→ **Problems**:
1. List the two properties that the function f must satisfy and the two primitive operations named in the LP-type problem article.
2. Write a continuation of the LP-type problem article, picking up after its final sentence.

→ **Source excerpt**:
'''

= LP-type problem =

In the study of algorithms, an LP-type problem (also called a generalized linear program) is an optimization problem that shares certain properties with low-dimensional linear programs and that may be solved by similar algorithms. LP-type problems include many important optimization problems that are not themselves linear programs, such as the problem of finding the smallest circle containing a given set of planar points. They may be solved by a combination of randomized algorithms in an amount of time that is linear in the number of elements defining the problem, and subexponential in the dimension of the problem.

==Definition==
LP-type problems were defined by Sharir & Welzl (1992) as problems in which one is given as input a finite set S of elements, and a function f that maps subsets of S to values from a totally ordered set. The function is required to satisfy two key properties:
- Monotonicity: for every two sets A ⊆ B ⊆ S, f(A) ≤ f(B) ≤ f(S).
- Locality: for every two sets A ⊆ B ⊆ S and every element x in S, if f(A) = f(B) = f(A ∪ {x}), then f(A) = f(B ∪ {x}).

A basis of an LP-type problem is a set B ⊆ S with the property that every proper subset of B has a smaller value of f than B itself, and the dimension (or combinatorial dimension) of an LP-type problem is defined to be the maximum cardinality of a basis.

It is assumed that an optimization algorithm may evaluate the function f only on sets that are themselves bases or that are formed by adding a single element to a basis. Alternatively, the algorithm may be restricted to two primitive operations: a violation test that determines, for a basis B and an element x whether f(B) = f(B ∪ {x}), and a basis computation that (with the same inputs) finds a basis of B ∪ {x}. The task for the algorithm to perform is to evaluate f(S) by only using these restricted evaluations or primitives.

'''

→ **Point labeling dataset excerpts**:
'''

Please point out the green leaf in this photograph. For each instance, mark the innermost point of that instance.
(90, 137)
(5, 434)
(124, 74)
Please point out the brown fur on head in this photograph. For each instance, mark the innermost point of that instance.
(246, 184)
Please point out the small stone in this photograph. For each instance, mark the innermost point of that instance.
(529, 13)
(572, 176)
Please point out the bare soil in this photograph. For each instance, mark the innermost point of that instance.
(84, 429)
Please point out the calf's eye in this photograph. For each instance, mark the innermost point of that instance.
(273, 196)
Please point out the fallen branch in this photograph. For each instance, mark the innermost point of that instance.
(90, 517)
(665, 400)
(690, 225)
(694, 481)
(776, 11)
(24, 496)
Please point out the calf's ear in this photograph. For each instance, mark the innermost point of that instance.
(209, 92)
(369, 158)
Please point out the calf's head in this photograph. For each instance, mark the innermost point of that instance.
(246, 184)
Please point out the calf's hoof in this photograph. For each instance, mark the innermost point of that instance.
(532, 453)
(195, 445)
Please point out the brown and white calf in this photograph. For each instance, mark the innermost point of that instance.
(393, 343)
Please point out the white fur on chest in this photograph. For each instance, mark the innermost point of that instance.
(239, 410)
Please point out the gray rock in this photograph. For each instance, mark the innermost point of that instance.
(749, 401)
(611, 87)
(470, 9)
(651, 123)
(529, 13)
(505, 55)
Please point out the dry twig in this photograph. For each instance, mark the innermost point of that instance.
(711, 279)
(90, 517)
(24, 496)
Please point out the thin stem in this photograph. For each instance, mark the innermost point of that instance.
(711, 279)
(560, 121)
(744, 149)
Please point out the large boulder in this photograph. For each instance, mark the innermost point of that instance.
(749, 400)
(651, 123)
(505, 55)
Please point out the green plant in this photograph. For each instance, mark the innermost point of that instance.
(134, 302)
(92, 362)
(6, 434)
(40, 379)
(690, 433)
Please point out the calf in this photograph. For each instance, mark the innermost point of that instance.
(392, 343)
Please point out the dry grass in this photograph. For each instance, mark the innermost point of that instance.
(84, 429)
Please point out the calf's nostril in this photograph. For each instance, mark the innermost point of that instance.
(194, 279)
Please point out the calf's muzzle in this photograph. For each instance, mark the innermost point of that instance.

'''
'''

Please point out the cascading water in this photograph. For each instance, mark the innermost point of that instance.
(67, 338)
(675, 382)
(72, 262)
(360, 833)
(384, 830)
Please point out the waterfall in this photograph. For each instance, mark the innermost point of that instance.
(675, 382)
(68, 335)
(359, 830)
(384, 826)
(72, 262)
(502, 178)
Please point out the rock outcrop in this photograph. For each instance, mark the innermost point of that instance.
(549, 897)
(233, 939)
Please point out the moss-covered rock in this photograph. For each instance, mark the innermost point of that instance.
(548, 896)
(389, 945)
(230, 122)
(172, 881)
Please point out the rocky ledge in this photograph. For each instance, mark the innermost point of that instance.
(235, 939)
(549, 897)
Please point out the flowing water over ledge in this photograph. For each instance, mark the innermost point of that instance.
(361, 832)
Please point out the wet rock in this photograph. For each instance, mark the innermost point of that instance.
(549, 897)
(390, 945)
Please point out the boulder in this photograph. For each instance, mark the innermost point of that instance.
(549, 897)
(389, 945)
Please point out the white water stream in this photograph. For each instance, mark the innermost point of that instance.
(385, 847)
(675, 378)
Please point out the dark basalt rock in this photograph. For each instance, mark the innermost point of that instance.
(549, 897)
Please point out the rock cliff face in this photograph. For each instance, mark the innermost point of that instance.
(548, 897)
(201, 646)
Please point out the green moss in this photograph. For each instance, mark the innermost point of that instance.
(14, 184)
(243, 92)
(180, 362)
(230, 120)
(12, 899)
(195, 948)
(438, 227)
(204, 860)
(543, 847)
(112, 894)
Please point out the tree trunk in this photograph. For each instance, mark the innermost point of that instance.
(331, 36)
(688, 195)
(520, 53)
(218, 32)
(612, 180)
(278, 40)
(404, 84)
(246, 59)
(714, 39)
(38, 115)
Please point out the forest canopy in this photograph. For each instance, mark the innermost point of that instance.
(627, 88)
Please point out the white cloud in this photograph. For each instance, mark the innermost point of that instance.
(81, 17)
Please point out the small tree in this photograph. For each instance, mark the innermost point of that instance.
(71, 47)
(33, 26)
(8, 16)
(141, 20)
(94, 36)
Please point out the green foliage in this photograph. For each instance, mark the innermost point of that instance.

'''
'''

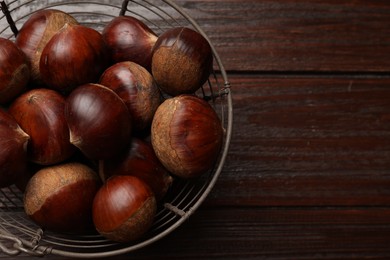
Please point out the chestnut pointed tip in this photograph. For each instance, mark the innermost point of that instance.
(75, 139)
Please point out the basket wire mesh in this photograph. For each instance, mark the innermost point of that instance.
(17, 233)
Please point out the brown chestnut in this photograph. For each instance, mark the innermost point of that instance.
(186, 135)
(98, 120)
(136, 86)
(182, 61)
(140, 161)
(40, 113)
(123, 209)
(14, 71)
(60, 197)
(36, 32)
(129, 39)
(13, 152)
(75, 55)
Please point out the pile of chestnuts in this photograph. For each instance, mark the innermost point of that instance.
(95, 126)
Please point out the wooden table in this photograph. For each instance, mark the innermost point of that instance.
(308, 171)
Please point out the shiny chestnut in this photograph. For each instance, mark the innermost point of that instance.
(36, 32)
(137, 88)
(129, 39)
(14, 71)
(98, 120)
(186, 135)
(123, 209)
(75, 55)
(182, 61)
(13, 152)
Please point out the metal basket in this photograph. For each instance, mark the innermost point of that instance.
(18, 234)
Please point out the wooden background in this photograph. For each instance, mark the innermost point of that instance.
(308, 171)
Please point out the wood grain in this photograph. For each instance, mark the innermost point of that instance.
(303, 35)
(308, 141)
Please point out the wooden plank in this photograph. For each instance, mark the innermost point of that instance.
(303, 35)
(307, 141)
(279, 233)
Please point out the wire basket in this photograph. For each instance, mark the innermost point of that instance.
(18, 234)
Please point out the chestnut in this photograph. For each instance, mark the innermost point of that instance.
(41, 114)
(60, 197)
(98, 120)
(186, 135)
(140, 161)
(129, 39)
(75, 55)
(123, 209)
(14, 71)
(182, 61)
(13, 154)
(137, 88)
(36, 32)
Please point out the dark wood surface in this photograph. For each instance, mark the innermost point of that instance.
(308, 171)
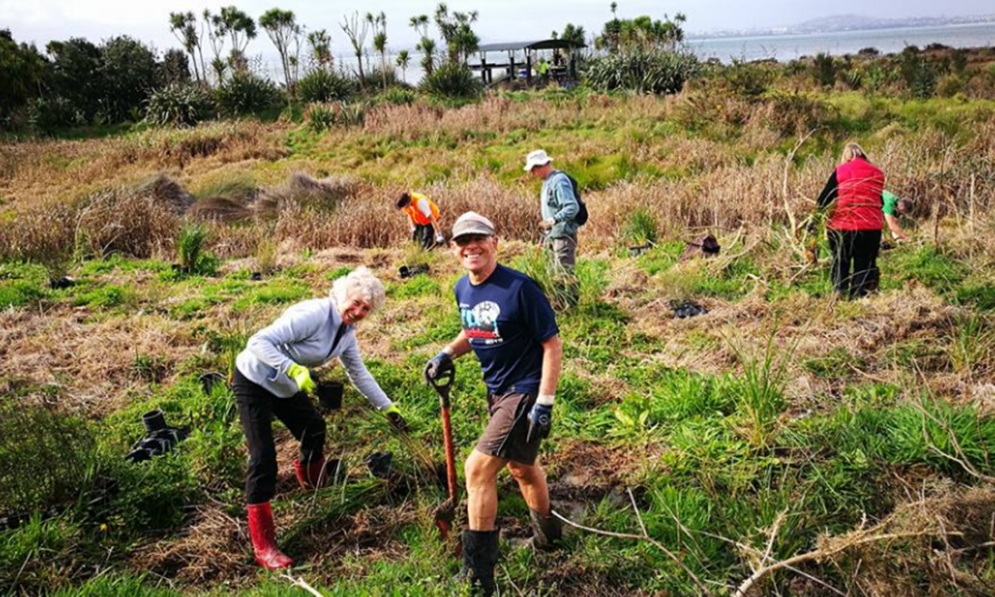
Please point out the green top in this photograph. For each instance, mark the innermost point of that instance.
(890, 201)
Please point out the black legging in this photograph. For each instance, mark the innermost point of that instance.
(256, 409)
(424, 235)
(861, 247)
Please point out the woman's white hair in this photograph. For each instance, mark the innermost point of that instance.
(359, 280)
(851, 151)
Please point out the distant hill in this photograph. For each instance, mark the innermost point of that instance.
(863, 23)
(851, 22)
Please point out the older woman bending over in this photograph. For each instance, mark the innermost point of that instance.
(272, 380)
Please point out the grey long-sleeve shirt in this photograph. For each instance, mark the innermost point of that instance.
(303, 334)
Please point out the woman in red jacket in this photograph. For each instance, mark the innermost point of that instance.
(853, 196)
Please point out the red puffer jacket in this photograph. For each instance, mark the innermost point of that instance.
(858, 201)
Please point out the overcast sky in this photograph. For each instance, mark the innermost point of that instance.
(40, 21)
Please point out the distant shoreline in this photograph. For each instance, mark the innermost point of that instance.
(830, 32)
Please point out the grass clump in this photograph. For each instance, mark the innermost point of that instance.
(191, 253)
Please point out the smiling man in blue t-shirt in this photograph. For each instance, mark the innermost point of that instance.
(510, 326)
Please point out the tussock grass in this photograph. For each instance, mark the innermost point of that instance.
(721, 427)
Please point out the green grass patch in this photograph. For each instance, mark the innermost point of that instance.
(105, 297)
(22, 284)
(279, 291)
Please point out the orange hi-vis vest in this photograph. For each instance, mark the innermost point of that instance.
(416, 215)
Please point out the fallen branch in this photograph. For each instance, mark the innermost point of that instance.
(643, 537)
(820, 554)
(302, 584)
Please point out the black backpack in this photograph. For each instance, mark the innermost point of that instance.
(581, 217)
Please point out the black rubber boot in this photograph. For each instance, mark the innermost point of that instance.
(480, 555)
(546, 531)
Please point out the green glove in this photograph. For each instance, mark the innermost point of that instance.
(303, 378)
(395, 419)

'''

→ **Written responses**:
1. Monotonicity; Locality; violation test; basis computation

2.
==Examples and applications==

Lp Balls

A linear program may be defined by a system of d non-negative real variables, subject to n linear inequality constraints, together with a non-negative linear objective function to be minimized. This may be placed into the framework of LP-type problems by letting S be the set of constraints, and defining f(A) (for a subset A of the constraints) to be the minimum objective function value of the smaller linear program defined by A. With suitable general position assumptions (in order to prevent multiple solution points having the same optimal objective function value), this satisfies the monotonicity and locality requirements of an LP-type problem, and has combinatorial dimension equal to the number d of variables. Similarly, an integer program (consisting of a collection of linear constraints and a linear objective function, as in a linear program, but with the additional restriction that the variables must take on only integer values) satisfies both the monotonicity and locality properties of an LP-type problem, with the same general position assumptions as for linear programs. Theorems of Bell (1977) and Scarf (1977) show that, for an integer program with d variables, the combinatorial dimension is at most 2^{d}.

Many natural optimization problems in computational geometry are LP-type:

Smallest circle problem

- The smallest circle problem is the problem of finding the minimum radius of a circle containing a given set of n points in the plane. It satisfies monotonicity (adding more points can only make the circle larger) and locality (if the smallest circle for set A contains B and x, then the same circle also contains B ∪ {x}). Because the smallest circle is always determined by some three points, the smallest circle problem has combinatorial dimension three, even though it is defined using two-dimensional Euclidean geometry. More generally, the smallest enclosing ball of points in d dimensions forms an LP-type problem of combinatorial dimension d + 1. The smallest circle problem can be generalized to the smallest ball enclosing a set of balls, to the smallest ball that touches or surrounds each of a set of balls, to the weighted 1-center problem, or to similar smaller enclosing ball problems in non-Euclidean spaces such as the space with distances defined by Bregman divergence. The related problem of finding the smallest enclosing ellipsoid is also an LP-type problem, but with a larger combinatorial dimension, d(d + 3)/2.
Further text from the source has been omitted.